THE TASK = Rewrite every line of the rows below as a single numbered list, omitting blank lines. Leave the pictures out of the list.

-- START --

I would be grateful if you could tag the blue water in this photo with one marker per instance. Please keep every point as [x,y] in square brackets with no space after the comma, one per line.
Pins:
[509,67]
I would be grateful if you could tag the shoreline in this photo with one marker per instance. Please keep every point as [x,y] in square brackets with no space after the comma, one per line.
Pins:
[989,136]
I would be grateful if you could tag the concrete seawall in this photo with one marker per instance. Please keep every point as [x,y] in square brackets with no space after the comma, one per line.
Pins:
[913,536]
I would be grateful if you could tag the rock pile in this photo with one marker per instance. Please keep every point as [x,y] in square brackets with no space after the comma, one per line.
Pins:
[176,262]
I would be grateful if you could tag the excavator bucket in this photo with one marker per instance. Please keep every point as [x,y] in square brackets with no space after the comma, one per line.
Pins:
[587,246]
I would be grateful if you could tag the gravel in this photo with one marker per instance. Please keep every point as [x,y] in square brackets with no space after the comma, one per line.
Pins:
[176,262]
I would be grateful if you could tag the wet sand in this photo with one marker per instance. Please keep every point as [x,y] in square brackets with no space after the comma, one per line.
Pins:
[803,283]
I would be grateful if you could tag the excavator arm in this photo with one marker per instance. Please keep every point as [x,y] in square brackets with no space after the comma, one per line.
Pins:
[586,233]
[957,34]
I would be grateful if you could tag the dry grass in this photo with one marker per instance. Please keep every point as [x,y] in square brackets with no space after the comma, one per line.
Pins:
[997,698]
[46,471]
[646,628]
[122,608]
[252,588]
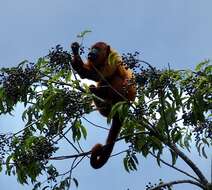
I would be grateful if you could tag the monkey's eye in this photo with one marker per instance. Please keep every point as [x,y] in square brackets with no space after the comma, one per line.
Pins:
[92,55]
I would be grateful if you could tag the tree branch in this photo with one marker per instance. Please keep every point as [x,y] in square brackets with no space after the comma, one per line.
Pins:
[174,167]
[177,182]
[189,162]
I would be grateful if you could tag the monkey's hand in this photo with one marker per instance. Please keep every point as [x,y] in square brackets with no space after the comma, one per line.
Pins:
[75,48]
[93,89]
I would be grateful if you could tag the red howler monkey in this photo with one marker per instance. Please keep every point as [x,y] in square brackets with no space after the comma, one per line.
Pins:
[112,86]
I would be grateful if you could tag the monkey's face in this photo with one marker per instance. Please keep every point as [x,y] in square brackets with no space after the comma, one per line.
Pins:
[99,53]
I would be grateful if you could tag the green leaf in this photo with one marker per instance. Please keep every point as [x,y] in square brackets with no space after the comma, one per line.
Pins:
[84,131]
[76,182]
[158,157]
[204,153]
[174,157]
[125,161]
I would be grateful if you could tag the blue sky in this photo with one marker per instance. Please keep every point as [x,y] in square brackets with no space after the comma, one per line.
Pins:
[177,32]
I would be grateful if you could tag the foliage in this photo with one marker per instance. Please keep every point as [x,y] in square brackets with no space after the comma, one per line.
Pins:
[172,108]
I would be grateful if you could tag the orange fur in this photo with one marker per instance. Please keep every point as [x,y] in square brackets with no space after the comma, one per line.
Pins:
[113,85]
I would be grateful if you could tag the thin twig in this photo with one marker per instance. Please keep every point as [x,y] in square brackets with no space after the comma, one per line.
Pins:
[98,126]
[177,182]
[174,167]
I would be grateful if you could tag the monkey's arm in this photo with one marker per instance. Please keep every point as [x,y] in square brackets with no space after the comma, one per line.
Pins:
[84,70]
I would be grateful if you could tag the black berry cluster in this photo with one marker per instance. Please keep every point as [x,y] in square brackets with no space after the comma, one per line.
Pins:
[16,82]
[39,149]
[67,104]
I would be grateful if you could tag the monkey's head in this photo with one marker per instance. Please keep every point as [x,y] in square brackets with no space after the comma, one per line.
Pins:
[99,53]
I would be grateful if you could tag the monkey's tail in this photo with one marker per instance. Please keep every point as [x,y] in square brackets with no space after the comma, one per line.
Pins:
[101,153]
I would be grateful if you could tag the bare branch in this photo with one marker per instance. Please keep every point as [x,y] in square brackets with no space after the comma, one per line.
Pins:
[177,182]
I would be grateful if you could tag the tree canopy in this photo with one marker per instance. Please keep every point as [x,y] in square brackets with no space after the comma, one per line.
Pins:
[172,110]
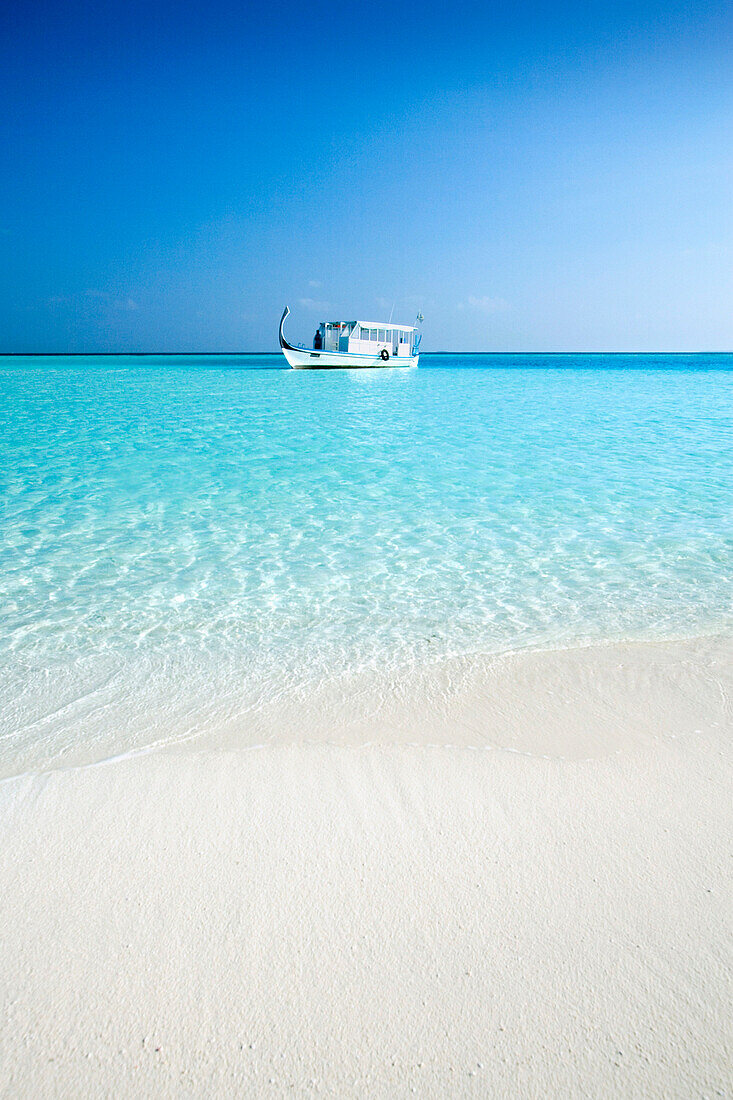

-- END --

EXERCISE SOLUTION =
1. I would be grateful if you could tag the blue water in this photo with one marker per instance. Please keep every point as [x,y] in square brackets with no space after the comma, one per line.
2. Pins:
3. [509,67]
4. I would be grateful if you could tag the shoreline in this photo with one marker per instance. Please keep every point as [x,y] in square brackets with no space after the comma, one per line.
5. Pins:
6. [989,136]
7. I would be grateful if you could tag the concrete seawall in this photo with one marker per instance. Please keep every point as [x,y] in square brackets with no space after the comma, one per line.
8. Pins:
9. [913,536]
10. I would be grateful if you could tag the rock pile in this photo with one marker per instance. Please keep every point as [x,y] in square brackets with no space after the comma, one per line.
11. Pins:
12. [176,262]
13. I would be grateful if you could tag the excavator bucket in this photo with one marker per instance. Please keep every point as [x,y] in square brackets with no space after the comma, one per line.
14. Pins:
15. [587,246]
16. I would be grateful if you could tag the gravel in this photo with one marker per instance. Please keep every point as [x,y] in square brackets with no space after the comma, one per line.
17. Pins:
18. [176,262]
19. I would be grateful if you could tag the wet sand in this photo with one marker per instance. Please keep every point as [x,y] in square brackets with no space after the comma, one per line.
20. Pins:
21. [803,283]
22. I would be grateful if you could tag the excavator arm in this photo with one marker per instance. Please keep every point as [x,y] in square brackets with no space after the comma, one per line.
23. Pins:
24. [586,233]
25. [957,34]
26. I would be grateful if you could tag the dry grass in this photo with one marker per instance. Please keep every point as [x,y] in square brackets with no space after the comma, one per line.
27. Pins:
28. [997,698]
29. [46,471]
30. [646,628]
31. [122,608]
32. [252,588]
33. I would be grateful if you could tag the monkey's eye in this photo with one marker per instance. Please keep every point as [x,y] in square brackets with no space after the comma, one per line.
34. Pins:
35. [92,55]
36. I would be grateful if you could tag the tree branch in this photo with one marker per instance. Please keep every point as [x,y] in square brackets with no space after the comma, one per line.
37. Pins:
38. [174,167]
39. [177,182]
40. [189,162]
41. I would be grateful if you could tag the monkey's hand in this photo with one marker per instance. Please keep every point as [x,y] in square brackets with no space after the comma, one per line.
42. Pins:
43. [75,48]
44. [93,89]
45. I would be grateful if you could tag the red howler monkey in this photo with one marker per instance. Please keep every point as [x,y] in square brackets with no space after the comma, one per line.
46. Pins:
47. [112,86]
48. I would be grateful if you could tag the monkey's face in this photo with one marker per instance. Please keep every point as [x,y] in square brackets with no space after the comma, one per line.
49. Pins:
50. [99,53]
51. I would be grateful if you could tag the green leaf in this photo with one marker per instance. Please keep every point as [x,y] in square brackets with no space after the comma, one per line.
52. Pins:
53. [84,131]
54. [76,182]
55. [158,157]
56. [204,153]
57. [174,157]
58. [125,161]
59. I would be grateful if you could tag the blue sky in this photo with one marker per instance. Please keep every point as [x,y] in square brackets with no space after the comma, one per line.
60. Pins:
61. [177,32]
62. I would be grateful if you could tag the foliage in this photo with one marker per instance. Please keep every point as [x,y] in square brackets with no space after the comma, one per line.
63. Pins:
64. [172,108]
65. I would be grateful if you could tag the orange fur in this photo with one marker per instance. Please keep every point as [x,y] in square brackets with no space after the comma, one per line.
66. Pins:
67. [113,85]
68. I would be grateful if you could tag the thin twig in this photo with one marker per instance. Please keep every point as [x,y] in square brackets with no space after the comma, one per line.
69. Pins:
70. [98,126]
71. [177,182]
72. [174,167]
73. I would be grateful if you could tag the monkey's arm in this photo with one marker per instance. Please keep every point as [x,y] in square brackets with no space after the comma, one per line.
74. Pins:
75. [84,70]
76. I would be grateful if you could tag the black berry cluster in this photo with one marker per instance. Please keep every point as [x,y] in square brackets with no space after the comma, one per line.
77. Pins:
78. [16,82]
79. [39,149]
80. [67,104]
81. I would be grateful if you could tag the monkey's head in this photo with one marker per instance. Please keep every point as [x,y] in square brackets with no space after the comma, one per line.
82. Pins:
83. [99,53]
84. I would be grateful if you could tag the monkey's tail in this photo with one marker per instance. Please keep every point as [x,y] in square brackets with no space after the comma, one per line.
85. Pins:
86. [101,153]
87. I would be grateful if you could tag the bare branch in this photo with one marker per instance. Please keep every point as [x,y] in square brackets with no space after the comma, one per line.
88. Pins:
89. [177,182]
90. I would be grateful if you could tag the tree canopy in this photo with one marker per instance. Please keep every point as [x,y] in square brackets with no space after the comma, one per line.
91. Pins:
92. [172,110]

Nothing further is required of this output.